**CONJUNTO DE TAREFAS**:
A: Relacione tudo o que a turma recebeu de presente segundo o texto sobre o curso de Educomunicação.
B: Escreva a continuação do texto sobre o curso de Educomunicação, começando logo após a última frase apresentada.

**TEXTO SELECIONADO**:
__________
Texto: Bruno Ferreira | Fotos: Mauricio Silva
Carteiras dispostas em círculos numa sala vazia, mas bastante atrativa, aguardavam a presença de gente que a preencheu com ideias, afetos e lanches a manhã de sábado, 07 de julho, a última de um processo formativo de sete intensas semanas, em que a Educomunicação esteve em discussão para 25 participantes do curso Educomunicação: princípios, práticas e gestão, oferecido pela ABPEducom no Colégio Dante Alighieri, desde 19 de maio de 2018.
O último encontro foi de colheita. Do literal ao simbólico, a turma pôde percorrer espaços do Colégio Dante Alighieri, do museu de história natural ao telhado verde, uma horta de mais de 450m² que fica no topo de um dos edifícios da instituição. Na ocasião, recebeu de presente terra, adubo e mudas de manjericão. O delicado mimo da equipe do Colégio serviu também como inspiração e metáfora para o momento final do curso: semear para colher bons frutos, sendo estes partilhados pelos participantes em forma de projetos educomunicativos, que expressaram as ideias dos participantes sobre como aplicar, em diferentes contextos, o conceito estudado ao longo de quase dois meses.
__________
**DADOS DE ORIGEM**:
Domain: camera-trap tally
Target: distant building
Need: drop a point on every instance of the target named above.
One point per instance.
__________
**CONJUNTO DE RESPOSTAS**:
A: Terra, adubo e mudas de manjericão.

B:
Projetos desenvolvidos e apresentados
Os participantes do curso apresentaram sete projetos de Educomunicação, que receberam comentários da equipe docente, presente no último dia, bem como dos demais colegas que, ao final das apresentações, celebraram o desfecho do ciclo de aprendizado. No âmbito escolar, houve três propostas:
O projeto Educação socioemocional: “se me conhecesse saberia que…”, de autoria de Bianca Pagano Vitica Venturi, Larissa Costa Lins Pires, Luara Spinola, Luciana Chagas e Mariana Ciscato Baltrunas Prado de Mello propõe colocar em discussão, entre estudantes e professores, questões socioemocionais que se manifestam na escola, mas que nem sempre encontram acolhida nesse espaço. Dessa forma, a ideia é que, por meio de produções de rádio e vídeo, estudantes abordem questões que poderão fortalecer e ajudar outros estudantes, que enfrentam, intimamente, problemas em lidar com suas emoções.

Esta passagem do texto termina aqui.